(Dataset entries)
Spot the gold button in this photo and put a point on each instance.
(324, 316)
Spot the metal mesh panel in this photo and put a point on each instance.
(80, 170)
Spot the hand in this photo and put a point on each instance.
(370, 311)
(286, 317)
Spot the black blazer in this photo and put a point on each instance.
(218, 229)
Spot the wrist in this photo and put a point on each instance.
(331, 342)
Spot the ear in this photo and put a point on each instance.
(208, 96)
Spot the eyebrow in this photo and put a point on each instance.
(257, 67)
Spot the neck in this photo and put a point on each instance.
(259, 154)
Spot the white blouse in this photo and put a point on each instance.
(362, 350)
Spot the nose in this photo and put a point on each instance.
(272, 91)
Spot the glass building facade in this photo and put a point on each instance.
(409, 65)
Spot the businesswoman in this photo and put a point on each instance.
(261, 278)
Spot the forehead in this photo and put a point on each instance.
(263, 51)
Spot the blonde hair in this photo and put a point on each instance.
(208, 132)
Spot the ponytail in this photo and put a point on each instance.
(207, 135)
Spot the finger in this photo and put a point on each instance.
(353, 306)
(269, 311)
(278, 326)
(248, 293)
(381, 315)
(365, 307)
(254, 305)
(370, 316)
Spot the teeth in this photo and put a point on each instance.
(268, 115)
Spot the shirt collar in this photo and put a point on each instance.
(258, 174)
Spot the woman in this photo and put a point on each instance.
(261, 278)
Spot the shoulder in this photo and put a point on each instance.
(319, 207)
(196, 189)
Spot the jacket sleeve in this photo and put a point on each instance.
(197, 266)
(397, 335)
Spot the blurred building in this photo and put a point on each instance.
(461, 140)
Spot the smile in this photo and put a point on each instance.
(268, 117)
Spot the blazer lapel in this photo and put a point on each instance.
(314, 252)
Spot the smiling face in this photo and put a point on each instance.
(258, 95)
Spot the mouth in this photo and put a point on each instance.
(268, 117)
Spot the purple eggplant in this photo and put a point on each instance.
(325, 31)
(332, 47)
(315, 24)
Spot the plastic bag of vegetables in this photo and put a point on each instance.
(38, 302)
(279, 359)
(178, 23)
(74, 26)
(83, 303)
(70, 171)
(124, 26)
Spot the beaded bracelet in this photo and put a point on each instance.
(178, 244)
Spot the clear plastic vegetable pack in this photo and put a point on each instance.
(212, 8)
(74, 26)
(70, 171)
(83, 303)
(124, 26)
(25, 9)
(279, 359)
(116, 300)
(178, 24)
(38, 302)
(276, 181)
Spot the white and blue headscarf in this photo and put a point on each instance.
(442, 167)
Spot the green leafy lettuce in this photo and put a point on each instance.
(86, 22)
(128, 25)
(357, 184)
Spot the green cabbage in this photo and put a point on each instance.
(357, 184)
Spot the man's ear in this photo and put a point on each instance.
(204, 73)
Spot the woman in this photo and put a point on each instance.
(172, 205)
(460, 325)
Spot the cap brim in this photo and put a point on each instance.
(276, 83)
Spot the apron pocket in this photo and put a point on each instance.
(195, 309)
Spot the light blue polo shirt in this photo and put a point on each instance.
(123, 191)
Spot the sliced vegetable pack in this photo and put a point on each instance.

### [WHAT YOU NEED TO DO]
Every line of the data must be written out again word for word.

### [ANSWER TO THE PROBLEM]
Spot the gold button in this photo and put a point on each instance.
(324, 316)
Spot the metal mesh panel in this photo and put a point on each instance.
(80, 170)
Spot the hand in this photo and put a point on each instance.
(370, 311)
(286, 317)
Spot the black blazer in this photo and put a point on each instance.
(218, 229)
Spot the wrist in this photo and put a point on each instance.
(331, 342)
Spot the ear in this photo and put a point on each instance.
(208, 96)
Spot the eyebrow in this photo and put a point on each instance.
(257, 67)
Spot the neck in this photo and put a point on each instance.
(259, 154)
Spot the white blouse in this photo and put a point on each instance.
(362, 350)
Spot the nose in this photo and put a point on each instance.
(272, 91)
Spot the glass building facade in this photo and put a point on each instance.
(409, 65)
Spot the businesswoman in this photo and put a point on each instance.
(261, 278)
Spot the forehead in this photo and put a point on each instance.
(263, 51)
Spot the blonde hair in this photo and put a point on each instance.
(208, 132)
Spot the ponytail in this photo and put a point on each instance.
(207, 135)
Spot the finger in this photo and put a point on each instance.
(353, 306)
(269, 311)
(278, 326)
(248, 293)
(381, 315)
(365, 307)
(254, 305)
(370, 316)
Spot the teeth in this photo and put a point on each instance.
(268, 115)
Spot the shirt collar in this photo and put a point on each instance.
(258, 174)
Spot the woman in this photo and put a point on each instance.
(261, 278)
Spot the shoulder in this photo and put a point on each instance.
(319, 207)
(196, 189)
Spot the jacket sleeve in this photo and put a point on each instance.
(197, 266)
(397, 335)
Spot the blurred building in this photo and put a point on each instance.
(461, 140)
Spot the smile in this photo and put a point on each instance.
(268, 117)
Spot the blazer lapel in this photo and put a point on each instance.
(314, 252)
Spot the smiling face in this photo and put a point on each instance.
(258, 95)
Spot the mouth in this photo and put a point on each instance.
(268, 117)
Spot the purple eggplant in this photo and put a point on each instance.
(325, 31)
(332, 47)
(315, 24)
Spot the plastic bag of vegetables in this photo and put a point on each instance.
(38, 302)
(279, 359)
(178, 23)
(74, 26)
(83, 303)
(70, 171)
(124, 26)
Spot the beaded bracelet in this photo and put a point on each instance.
(178, 244)
Spot the clear plastic vegetable pack in this photo and put a point on each instance.
(212, 8)
(74, 26)
(70, 171)
(83, 303)
(124, 26)
(25, 9)
(279, 359)
(116, 300)
(178, 24)
(38, 302)
(276, 181)
Spot the white and blue headscarf in this photo and put a point on each instance.
(442, 167)
Spot the green leafy lettuce in this photo and put a point on each instance.
(86, 22)
(128, 25)
(357, 184)
Spot the green cabbage in this photo and put a point on each instance.
(357, 184)
Spot the man's ear in this photo and put a point on each instance.
(204, 73)
Spot the woman in this photo and put a point on each instance.
(172, 205)
(460, 325)
Spot the cap brim in this photo and put a point on each instance.
(276, 83)
Spot the apron pocket in this photo and put a point on each instance.
(195, 309)
Spot the light blue polo shirt in this photo and put a point on each instance.
(123, 191)
Spot the sliced vegetable pack in this photo and put a point on each instance.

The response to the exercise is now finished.